*About this exercise*: Write all entries out exactly, images excluded.

*Provided information*:
==================================================

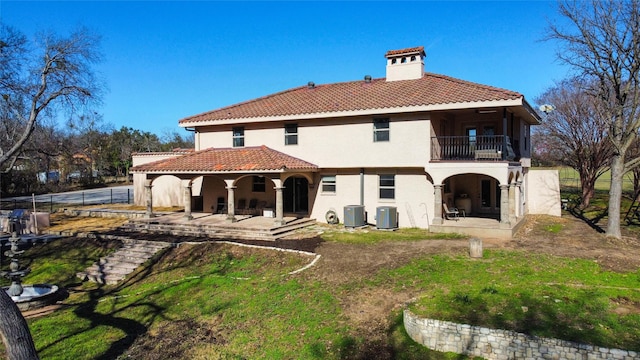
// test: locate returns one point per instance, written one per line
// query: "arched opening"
(295, 195)
(477, 194)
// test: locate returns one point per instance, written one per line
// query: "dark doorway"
(296, 195)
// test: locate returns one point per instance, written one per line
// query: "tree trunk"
(15, 331)
(615, 196)
(588, 185)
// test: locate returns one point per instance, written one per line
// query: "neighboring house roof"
(352, 97)
(168, 153)
(212, 160)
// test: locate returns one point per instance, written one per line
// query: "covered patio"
(228, 169)
(485, 228)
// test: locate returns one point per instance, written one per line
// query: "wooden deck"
(216, 226)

==================================================

*Result*:
// test: locate returns one point per instance, written one per line
// query: "arched opening"
(295, 195)
(477, 194)
// test: locate returns one point per instance, written one per line
// query: "dark doorway"
(296, 195)
// test: locate returns one point per instance, written one per line
// query: "tree trunk"
(15, 331)
(615, 196)
(588, 185)
// test: locate returns one point per instance, written one per line
// query: "neighboring house roof"
(352, 97)
(168, 153)
(212, 160)
// test: locate returns one point per instance, written one per line
// query: "covered patio"
(228, 169)
(485, 228)
// test: locate returns one point per instance, written one per line
// query: "wooden deck"
(216, 226)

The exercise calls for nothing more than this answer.